> **SET TASK A**: Put the lines of the records into a numbered list, starting at the line containing "The component shall return one point per instance of the boat" and running through the end of the records, with blank lines left out.

Once you start to gain market traction and you actually know what the market wants you to be then your world changes and your approach to writing code should as well.
And as for junior devs, that's a tough one and a reason I avoid hiring junior talent. Not avoidable for all managers, but I didn't write my post to be the new bible. Quite the opposite: I think we're a bit too worried about making sure we're doing what everyone else says we should be doing. Rails is omasake and all...
I'm just tired of hearing everyone talk about TDD as if it were a given. Protecting against SQL-injection? That's a given. Being a TDD-based web startup? Not so much.
The irony is that if testing is over-hyped, it's not where it would be much needed. Too many big-budget long term developments don't use testing at all. Because there are no tests people are scared to make changes because it might break something, so they never refactor and the code becomes a big mess which obviously makes it even more scary to change.
I felt like a hungry man reading an article about how food is over-hyped :)
Is your community full of laptop researching prototypers, or million request per second distributed system operators?
Right, but in this case, he's writing about testing. One would argue that relevant now because the foolishness around how to test and how often has reached ridiculously dogmatic levels.
> What is the reproducible, objective process or behaviour this essay is advocating?
Why does it have to have one? There are many articles that make it to HN that call out software practices that are just ridiculous and help spark a discussion about them, why can't this be one of those? why can't it be the article that makes a young developer who's slowly turning into a TDD zombie "must ... test ... everything ... all ... the ... time" pause for a second and go "hmmmm"?
Really, the only cure is judicious/experienced application of development practice. Is unit testing always appropriate? No! Is it sometimes appropriate? Yes! But that is not an easy message for people to understand.
I've seen unit tests on prototypes before because that was standard practice, only to have the entire prototype scrapped at the end...because that was also standard practice (never ship prototypes :) ). Confusing.
This is one of those issues you are supposed to lie about.
Tests are like crime in politics -- no politician is going to say "I am soft on crime, I think we should reduce sentences." So crazier and crazier laws are created. Mandatory minimum sentences for possessing small amounts of drugs, all kind of craziness. People know it is crazy, but nobody is capable of speaking up and remain standing.
Same thing with tests. Nobody can say "fuck it, stop writing tests, the customer will never run this code, or this is too fucking obvious, test stuff that matters". That is considered irresponsible. Everyone is supposed to worry about not having enough tests.
Now there a subtle difference and that is when it comes to shipping on a schedule and in many companies tests are ignored -- BUT silently. Everyone loves talking about tests but try and tell you boss you spent 2 weeks on adding tests to your code. They might not like. Try to double the time you promise to do a feature by saying I need to write tests for it. Or if you are given free rein try saying I won't do all the new awesome features, I'll write more tests -- it will be approved probably but everyone in the end will praise the guy who chose to work on and deliver features -- even though they might be completely buggy and unusable. So that is the other side if you will.
I don't know about everyone else, but I definitely worry about having too many tests. For every test I write, I have to weigh how useful the test is versus how likely it is that the thing it is testing will change. If its usefulness is overshadowed by the likelihood that it will be a burden later on, it does not get written.

> **PROVIDED RECORDS**:
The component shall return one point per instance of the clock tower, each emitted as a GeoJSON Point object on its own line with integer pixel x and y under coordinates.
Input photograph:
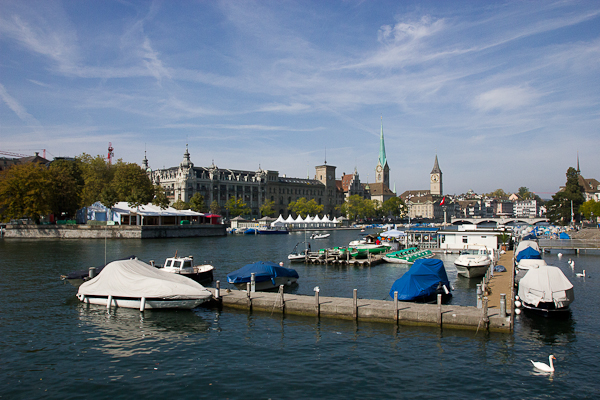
{"type": "Point", "coordinates": [436, 188]}
{"type": "Point", "coordinates": [382, 171]}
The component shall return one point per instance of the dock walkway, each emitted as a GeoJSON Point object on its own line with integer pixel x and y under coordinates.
{"type": "Point", "coordinates": [402, 313]}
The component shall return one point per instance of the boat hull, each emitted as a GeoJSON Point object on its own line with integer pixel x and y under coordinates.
{"type": "Point", "coordinates": [152, 304]}
{"type": "Point", "coordinates": [268, 284]}
{"type": "Point", "coordinates": [471, 271]}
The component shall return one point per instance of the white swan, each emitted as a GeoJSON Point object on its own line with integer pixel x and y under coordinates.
{"type": "Point", "coordinates": [544, 367]}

> **SET TASK B**: Write what comes next in the forum thread about software testing, starting after its last sentence.

> **TASK RESPONSE A**:
1. The component shall return one point per instance of the boat hull, each emitted as a GeoJSON Point object on its own line with integer pixel x and y under coordinates.
2. {"type": "Point", "coordinates": [152, 304]}
3. {"type": "Point", "coordinates": [268, 284]}
4. {"type": "Point", "coordinates": [471, 271]}
5. The component shall return one point per instance of the white swan, each emitted as a GeoJSON Point object on its own line with integer pixel x and y under coordinates.
6. {"type": "Point", "coordinates": [544, 367]}

> **TASK RESPONSE B**:
That, IMO, is the best argument for TDD. By having a process that forces tests first, you never get into the situation where you are cutting critical tests for the schedule's sake.
For me, I ask the question, "Is this code adding more value than other code I could be writing?" If the answer is no, I do something else. Of course, this is completely subjective, but my years of experience count for something.
On the other hand, with a process like TDD you also never get into the situation where you can cut non-critical tests.
Does each test tell you something valuable?
Is the cost of implementing and maintaining that test less than whatever value the test offers? That is, is the test cost-effective?
Could you have found the same information more effectively some other way? That is, what is the opportunity cost of writing and maintaining that test?
git rm <code that customer will never run>
The customer will never run the code, but that doesn't mean they don't buy your product because of the code.
This is for a small niche industry where everyone knows everyone a bad word or hit can mean the end of the company.
Really? I mean, tests might be overhyped, but so far it looks like the author draws incredibly general conclusions from some isolated incident. Why did the tests become irrelevant? Is their scoring algorithm now doing something completely different? Do they now have different use cases? Were they hard-coding scores when the actual thing that matters was, say, the ordering of the things they score?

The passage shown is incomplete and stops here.